Exercise instructions: Convert the records below into a JSON list of strings, with one string for each line and any blank lines left out.

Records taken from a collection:
— BEGIN —

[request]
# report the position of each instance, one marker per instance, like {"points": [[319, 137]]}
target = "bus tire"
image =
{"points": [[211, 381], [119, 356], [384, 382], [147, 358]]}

— END —

Correct output:
[
  "[request]",
  "# report the position of each instance, one marker per instance, like {\"points\": [[319, 137]]}",
  "target = \"bus tire\"",
  "image =",
  "{\"points\": [[211, 381], [119, 356], [384, 382], [147, 358]]}"
]